Exercise brief: Having located "Objective — for every instance of the blue" in the records below, repeat exactly the line it is on and all subsequent lines, ending with the last.

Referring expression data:
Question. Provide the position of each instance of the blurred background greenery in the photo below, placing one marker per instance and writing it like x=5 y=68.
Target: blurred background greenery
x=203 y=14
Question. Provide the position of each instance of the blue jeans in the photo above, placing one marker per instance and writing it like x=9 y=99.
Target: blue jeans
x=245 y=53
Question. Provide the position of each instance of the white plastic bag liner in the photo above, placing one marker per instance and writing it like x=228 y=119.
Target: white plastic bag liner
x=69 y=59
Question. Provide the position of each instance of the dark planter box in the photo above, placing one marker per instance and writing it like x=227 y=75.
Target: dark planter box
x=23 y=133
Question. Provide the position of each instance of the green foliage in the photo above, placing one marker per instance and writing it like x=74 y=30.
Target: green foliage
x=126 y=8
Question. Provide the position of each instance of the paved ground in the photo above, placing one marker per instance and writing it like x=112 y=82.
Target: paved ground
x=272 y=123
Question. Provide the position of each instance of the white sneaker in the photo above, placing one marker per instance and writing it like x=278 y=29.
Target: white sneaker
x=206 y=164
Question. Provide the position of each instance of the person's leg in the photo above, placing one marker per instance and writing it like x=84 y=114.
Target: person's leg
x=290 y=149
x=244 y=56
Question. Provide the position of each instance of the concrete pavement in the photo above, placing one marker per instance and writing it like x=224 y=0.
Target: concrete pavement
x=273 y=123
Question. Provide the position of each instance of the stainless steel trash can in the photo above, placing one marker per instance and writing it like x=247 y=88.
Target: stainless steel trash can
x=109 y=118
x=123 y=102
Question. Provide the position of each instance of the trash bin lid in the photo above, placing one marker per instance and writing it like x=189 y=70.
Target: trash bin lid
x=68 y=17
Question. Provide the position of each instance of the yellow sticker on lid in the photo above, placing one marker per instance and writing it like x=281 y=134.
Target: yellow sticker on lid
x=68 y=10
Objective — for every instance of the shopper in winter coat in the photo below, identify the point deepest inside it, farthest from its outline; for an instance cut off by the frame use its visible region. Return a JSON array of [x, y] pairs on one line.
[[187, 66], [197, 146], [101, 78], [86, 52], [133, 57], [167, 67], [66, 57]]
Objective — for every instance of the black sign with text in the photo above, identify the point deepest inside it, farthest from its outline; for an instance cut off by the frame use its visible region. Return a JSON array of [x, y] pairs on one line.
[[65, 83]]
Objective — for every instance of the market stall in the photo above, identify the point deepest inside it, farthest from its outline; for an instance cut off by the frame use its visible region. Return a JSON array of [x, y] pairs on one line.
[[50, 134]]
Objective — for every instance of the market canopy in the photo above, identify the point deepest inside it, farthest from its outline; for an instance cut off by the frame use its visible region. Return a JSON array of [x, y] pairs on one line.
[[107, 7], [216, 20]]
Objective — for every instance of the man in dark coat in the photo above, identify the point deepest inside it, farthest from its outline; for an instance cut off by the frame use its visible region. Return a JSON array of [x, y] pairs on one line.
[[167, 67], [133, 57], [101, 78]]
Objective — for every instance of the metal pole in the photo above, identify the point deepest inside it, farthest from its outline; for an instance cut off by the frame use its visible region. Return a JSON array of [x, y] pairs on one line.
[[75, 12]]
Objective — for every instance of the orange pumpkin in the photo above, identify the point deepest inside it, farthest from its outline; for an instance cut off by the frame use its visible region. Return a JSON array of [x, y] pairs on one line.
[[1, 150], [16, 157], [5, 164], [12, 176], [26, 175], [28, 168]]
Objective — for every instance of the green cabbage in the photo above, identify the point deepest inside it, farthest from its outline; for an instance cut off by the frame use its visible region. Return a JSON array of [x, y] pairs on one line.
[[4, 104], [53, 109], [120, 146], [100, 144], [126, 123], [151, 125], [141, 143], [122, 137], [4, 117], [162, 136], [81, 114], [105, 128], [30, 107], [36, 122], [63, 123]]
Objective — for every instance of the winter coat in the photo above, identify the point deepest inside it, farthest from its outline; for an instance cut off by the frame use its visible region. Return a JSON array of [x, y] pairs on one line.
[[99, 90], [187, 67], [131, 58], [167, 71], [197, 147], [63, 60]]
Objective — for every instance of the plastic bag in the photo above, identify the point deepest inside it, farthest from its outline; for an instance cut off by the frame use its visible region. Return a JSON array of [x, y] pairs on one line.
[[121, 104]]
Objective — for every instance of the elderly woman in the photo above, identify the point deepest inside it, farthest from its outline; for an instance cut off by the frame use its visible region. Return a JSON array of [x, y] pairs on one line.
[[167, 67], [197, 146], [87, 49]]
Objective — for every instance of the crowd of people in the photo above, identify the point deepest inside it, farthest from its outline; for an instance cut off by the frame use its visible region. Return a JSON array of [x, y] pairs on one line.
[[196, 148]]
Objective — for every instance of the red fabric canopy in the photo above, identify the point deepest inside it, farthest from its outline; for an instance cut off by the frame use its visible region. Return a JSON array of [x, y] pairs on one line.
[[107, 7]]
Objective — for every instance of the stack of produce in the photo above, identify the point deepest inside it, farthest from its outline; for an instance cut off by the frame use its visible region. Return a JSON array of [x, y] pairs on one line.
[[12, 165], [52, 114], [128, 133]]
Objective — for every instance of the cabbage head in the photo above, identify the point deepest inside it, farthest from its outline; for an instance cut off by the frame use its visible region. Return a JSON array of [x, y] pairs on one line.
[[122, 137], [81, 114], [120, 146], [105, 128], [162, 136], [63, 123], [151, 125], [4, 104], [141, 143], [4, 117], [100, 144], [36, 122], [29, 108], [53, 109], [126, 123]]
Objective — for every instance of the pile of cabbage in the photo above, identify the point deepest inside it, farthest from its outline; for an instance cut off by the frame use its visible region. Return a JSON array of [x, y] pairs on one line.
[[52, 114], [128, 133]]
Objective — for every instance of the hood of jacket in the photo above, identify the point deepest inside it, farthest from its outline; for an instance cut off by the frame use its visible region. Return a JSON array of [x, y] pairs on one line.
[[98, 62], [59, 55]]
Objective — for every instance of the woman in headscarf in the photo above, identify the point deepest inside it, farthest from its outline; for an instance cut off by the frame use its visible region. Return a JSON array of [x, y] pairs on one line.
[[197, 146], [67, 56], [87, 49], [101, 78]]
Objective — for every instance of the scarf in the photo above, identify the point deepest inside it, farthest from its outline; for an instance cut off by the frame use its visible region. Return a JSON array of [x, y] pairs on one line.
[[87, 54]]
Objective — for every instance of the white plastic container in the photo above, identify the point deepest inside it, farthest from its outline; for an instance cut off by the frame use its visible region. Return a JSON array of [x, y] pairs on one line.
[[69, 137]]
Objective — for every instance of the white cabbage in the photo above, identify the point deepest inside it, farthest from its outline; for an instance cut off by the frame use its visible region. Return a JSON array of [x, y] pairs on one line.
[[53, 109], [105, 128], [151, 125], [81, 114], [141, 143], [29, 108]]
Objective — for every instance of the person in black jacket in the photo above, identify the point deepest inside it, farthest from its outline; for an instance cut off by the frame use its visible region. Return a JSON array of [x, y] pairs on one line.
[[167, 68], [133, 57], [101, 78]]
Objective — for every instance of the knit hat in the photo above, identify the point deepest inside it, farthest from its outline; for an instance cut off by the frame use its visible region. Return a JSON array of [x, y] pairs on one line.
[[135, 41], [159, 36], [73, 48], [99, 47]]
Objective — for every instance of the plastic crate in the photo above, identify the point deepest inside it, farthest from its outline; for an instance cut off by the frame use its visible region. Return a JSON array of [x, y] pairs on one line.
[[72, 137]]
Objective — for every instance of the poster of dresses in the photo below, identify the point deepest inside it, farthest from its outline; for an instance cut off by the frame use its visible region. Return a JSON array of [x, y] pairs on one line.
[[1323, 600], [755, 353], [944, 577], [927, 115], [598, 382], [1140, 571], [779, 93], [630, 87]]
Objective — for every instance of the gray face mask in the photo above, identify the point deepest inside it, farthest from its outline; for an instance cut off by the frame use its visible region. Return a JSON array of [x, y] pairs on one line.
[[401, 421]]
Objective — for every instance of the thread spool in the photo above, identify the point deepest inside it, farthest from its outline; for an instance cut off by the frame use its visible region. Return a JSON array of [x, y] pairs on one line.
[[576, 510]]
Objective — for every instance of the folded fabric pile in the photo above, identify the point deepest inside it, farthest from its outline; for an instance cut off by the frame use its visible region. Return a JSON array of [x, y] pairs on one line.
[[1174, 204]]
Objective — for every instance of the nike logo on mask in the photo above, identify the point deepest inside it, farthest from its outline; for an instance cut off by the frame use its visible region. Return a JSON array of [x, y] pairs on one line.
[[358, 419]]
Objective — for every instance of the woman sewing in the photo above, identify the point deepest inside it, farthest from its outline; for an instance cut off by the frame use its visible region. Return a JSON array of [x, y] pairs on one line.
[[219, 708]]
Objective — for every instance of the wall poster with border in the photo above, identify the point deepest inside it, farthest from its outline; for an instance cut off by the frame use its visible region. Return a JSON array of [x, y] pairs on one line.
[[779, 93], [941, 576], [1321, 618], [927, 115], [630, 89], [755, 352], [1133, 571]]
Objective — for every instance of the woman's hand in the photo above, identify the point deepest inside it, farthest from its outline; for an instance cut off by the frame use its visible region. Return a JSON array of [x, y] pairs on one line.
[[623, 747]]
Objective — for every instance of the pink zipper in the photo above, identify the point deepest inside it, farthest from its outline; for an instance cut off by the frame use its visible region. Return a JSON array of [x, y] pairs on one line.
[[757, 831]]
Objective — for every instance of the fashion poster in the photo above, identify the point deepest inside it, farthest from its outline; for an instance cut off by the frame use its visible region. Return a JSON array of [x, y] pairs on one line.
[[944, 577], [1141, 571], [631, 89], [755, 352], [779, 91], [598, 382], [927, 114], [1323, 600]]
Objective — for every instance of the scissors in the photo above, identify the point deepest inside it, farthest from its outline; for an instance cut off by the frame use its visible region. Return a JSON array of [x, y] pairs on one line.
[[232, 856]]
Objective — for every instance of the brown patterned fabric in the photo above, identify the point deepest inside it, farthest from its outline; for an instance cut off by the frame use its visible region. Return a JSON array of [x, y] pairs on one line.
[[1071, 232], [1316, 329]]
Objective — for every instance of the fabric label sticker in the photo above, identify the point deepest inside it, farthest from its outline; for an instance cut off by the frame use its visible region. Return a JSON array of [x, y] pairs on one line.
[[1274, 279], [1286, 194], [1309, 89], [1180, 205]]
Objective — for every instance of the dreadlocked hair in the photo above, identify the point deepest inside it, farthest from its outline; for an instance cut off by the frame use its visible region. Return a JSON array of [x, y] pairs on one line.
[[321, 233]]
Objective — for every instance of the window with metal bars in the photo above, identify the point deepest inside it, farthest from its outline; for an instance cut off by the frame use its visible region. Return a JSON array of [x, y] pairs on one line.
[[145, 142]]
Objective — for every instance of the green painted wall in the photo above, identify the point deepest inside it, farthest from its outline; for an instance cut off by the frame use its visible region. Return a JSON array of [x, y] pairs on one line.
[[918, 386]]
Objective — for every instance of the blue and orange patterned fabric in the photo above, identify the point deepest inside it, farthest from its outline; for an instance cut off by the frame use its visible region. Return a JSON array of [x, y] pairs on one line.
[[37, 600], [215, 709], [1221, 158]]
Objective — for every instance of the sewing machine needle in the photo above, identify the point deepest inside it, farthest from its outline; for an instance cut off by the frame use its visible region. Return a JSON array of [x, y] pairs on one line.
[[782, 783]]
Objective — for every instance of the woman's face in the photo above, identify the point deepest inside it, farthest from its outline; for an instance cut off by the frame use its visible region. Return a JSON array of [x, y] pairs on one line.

Solution to this task:
Objective — for every instance of the blue and orange patterned fabric in the photo above, identify the point deepest inside it, farthest from its outline; for an instance cut off by the frame use its visible region. Return a JSON array of [x, y] pairs on one line.
[[37, 600], [215, 709], [1221, 158]]
Objective — for every instance of the sewing machine needle in the photo above, identify the point deepest inside it, farthest from its outline; for an instance cut off by the frame use its visible region. Return a JSON array of [x, y] pairs on one line.
[[782, 783]]
Objective — for every instance of the woman's face in the photo above, identify the point deepest inside it, farthest from its outline; for an instance cut off by the frame use its visible region. Return a JSON array of [x, y] pairs on one line.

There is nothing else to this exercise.